(Dataset entries)

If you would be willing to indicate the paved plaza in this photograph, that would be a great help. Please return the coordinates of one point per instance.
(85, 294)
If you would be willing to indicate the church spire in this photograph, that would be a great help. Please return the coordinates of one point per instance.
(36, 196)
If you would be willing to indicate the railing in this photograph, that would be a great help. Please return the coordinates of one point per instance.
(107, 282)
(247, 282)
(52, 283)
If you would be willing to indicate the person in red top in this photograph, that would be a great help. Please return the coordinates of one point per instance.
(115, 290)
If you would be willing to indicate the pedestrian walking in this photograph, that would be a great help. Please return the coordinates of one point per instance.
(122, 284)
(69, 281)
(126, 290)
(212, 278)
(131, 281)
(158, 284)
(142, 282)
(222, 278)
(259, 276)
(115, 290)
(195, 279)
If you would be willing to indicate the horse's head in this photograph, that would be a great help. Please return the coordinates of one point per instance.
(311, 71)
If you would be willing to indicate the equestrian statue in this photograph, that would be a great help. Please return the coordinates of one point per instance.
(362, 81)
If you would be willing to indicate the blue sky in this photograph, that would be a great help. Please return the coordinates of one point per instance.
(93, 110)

#### What is being asked:
Write out each entry exactly, and omit nothing.

#### Response for this exercise:
If you would be willing to indicate the paved plaza in this photograph, that would be a great help. Please return the coordinates of one point per instance.
(85, 294)
If you would be willing to indicate the church spire in this photograph, that would be a great help. Please return the coordinates of one point per instance.
(36, 196)
If you would be willing to indicate the railing in this photograph, that would be a great help. Please return the coordinates of one point per instance.
(107, 282)
(247, 282)
(52, 283)
If you would be willing to indicate the person in red top in this photograph, that would be a great help. Please return the coordinates of one point per instance.
(115, 290)
If you would be willing to indicate the pedestrian walking in this photograph, that would be a great help. Please return the coordinates of one point per instance.
(122, 284)
(69, 281)
(126, 290)
(212, 278)
(131, 281)
(158, 284)
(142, 282)
(222, 278)
(259, 276)
(115, 290)
(195, 279)
If you would be willing to indicate the horse's head in this photograph, that would be a great help. Please return the coordinates of one point per instance.
(311, 71)
If you would be willing to indicate the equestrian statue in this photograph, that would be a great help. Please return the coordinates of one point per instance.
(362, 81)
If you would be willing to indicate the blue sky in this photograph, that would be a great help. Please return the coordinates of one point per instance.
(93, 110)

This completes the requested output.